* REQUIRED TASK *
Can you reproduce word for word the stretch of lines from the one containing "Data pipeline spec — extract bounding boxes for every sun" through the one containing "1020, 510, 1153, 551", with both of those lines included?

━━━━━━━━━━━━━━━━━━━━

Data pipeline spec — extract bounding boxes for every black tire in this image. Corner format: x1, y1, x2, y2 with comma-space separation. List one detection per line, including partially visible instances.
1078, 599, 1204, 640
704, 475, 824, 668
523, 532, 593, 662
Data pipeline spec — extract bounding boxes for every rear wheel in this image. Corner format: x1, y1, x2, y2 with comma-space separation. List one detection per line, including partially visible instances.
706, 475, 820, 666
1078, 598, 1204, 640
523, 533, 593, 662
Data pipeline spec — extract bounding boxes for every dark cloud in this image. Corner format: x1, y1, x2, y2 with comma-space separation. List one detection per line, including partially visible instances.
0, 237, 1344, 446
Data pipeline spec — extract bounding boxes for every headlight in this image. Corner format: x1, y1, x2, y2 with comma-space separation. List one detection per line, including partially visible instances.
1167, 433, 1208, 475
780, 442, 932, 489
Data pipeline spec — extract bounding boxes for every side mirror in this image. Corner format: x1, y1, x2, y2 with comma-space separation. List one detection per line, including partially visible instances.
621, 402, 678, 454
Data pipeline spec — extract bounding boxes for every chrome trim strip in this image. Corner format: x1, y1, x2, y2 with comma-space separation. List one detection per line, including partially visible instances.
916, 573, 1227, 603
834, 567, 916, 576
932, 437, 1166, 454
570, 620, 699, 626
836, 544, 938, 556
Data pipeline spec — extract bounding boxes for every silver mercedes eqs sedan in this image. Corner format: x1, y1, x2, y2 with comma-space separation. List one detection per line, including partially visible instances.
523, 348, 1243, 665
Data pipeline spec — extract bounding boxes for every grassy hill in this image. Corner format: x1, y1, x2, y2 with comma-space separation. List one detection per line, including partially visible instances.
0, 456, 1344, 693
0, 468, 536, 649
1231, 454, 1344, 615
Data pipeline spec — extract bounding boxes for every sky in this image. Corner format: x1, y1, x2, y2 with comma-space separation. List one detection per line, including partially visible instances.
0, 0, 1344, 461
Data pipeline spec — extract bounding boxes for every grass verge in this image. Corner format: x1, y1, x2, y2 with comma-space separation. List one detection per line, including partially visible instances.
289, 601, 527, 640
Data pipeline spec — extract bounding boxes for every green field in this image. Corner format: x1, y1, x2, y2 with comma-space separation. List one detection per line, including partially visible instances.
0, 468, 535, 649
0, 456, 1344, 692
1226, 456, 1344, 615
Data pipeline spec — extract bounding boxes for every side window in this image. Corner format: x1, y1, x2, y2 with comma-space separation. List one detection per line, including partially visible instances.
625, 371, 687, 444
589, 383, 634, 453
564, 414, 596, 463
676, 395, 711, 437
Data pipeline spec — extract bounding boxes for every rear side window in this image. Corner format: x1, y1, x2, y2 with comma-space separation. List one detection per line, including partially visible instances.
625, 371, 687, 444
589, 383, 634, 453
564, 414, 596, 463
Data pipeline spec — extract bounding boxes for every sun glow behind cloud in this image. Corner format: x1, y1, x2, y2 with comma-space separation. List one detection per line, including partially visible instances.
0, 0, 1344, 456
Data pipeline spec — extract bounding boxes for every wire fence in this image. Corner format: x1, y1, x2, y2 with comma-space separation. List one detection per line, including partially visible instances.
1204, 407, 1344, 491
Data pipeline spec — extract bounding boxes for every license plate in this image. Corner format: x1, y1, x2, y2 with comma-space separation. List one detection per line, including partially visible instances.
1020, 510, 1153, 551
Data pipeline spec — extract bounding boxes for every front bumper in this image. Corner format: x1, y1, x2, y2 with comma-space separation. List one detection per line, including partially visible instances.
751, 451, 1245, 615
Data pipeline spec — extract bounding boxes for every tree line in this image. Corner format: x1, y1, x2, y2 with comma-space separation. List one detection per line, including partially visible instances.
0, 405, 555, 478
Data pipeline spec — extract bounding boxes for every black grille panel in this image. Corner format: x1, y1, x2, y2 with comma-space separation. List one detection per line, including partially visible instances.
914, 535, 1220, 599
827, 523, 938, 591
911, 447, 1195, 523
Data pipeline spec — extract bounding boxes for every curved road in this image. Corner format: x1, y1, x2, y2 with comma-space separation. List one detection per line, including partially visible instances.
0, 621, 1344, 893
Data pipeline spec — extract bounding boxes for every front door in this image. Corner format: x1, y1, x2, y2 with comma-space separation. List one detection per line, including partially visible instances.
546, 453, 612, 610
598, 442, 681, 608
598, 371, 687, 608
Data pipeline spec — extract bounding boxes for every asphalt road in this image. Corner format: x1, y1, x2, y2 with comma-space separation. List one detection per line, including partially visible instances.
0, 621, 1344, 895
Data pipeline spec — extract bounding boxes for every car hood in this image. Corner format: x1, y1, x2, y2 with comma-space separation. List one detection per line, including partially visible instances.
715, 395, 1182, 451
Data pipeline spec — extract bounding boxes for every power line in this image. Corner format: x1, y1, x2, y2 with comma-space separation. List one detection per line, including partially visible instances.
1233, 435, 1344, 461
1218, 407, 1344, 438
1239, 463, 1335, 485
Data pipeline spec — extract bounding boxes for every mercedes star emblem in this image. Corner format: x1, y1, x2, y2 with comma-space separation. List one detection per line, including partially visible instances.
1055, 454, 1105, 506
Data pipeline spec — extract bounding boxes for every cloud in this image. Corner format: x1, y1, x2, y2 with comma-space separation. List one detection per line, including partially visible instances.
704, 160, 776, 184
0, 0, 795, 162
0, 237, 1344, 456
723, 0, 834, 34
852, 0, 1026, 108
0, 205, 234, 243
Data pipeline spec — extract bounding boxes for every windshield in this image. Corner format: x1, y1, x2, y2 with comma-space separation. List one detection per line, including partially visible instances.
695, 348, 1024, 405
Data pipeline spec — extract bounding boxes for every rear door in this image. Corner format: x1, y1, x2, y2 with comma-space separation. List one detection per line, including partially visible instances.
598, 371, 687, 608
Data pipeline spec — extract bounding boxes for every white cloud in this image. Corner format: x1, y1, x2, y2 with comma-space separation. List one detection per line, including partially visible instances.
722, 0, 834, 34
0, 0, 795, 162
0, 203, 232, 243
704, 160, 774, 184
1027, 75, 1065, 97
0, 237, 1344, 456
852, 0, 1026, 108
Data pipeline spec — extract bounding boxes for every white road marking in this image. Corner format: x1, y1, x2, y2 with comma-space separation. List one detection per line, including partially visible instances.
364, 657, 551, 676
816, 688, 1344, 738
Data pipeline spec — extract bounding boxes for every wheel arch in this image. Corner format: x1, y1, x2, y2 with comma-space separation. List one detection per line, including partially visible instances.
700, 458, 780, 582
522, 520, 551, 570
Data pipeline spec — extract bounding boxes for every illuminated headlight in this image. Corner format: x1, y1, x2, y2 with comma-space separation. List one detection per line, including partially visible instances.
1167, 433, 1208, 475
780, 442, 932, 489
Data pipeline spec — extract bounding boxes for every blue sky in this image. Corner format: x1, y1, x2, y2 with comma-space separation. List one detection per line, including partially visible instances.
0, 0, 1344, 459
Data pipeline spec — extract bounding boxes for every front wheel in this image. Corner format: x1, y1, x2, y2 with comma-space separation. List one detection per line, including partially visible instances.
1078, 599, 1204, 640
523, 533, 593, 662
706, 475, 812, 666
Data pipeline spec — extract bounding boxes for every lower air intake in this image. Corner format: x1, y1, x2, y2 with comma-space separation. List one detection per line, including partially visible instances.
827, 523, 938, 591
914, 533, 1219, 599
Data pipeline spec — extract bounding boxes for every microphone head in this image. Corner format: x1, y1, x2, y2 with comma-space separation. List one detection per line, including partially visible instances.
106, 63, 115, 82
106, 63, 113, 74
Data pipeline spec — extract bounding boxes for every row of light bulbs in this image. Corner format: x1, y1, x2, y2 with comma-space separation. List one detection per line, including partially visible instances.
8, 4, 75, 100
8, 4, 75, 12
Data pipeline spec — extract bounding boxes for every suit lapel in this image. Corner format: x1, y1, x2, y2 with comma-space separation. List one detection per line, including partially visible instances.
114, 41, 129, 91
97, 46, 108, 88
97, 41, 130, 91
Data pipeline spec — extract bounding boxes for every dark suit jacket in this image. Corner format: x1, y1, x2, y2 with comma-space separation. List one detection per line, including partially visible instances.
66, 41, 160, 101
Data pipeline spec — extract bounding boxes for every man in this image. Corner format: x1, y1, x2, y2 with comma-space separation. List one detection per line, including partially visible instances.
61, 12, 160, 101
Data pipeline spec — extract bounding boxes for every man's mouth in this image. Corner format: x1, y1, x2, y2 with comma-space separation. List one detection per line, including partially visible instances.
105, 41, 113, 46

━━━━━━━━━━━━━━━━━━━━

* RESULT OF THE EXERCISE *
Data pipeline spec — extract bounding boxes for every sun glow behind cloud in this image. Corner format: x1, y1, x2, y2 with comma-space separation. List one detection per line, including partially visible instances.
0, 0, 1344, 456
Data pipeline spec — extract bounding boxes for every wire fence in this image. Corner format: x1, y1, x2, y2 with comma-space separation. List one detection per line, including partially visible instances.
1204, 407, 1344, 491
Data pipeline spec — extract bounding boxes for every license plate in this image. Corner format: x1, y1, x2, y2 with comma-space separation. List one detection per line, including partially visible instances.
1020, 510, 1153, 551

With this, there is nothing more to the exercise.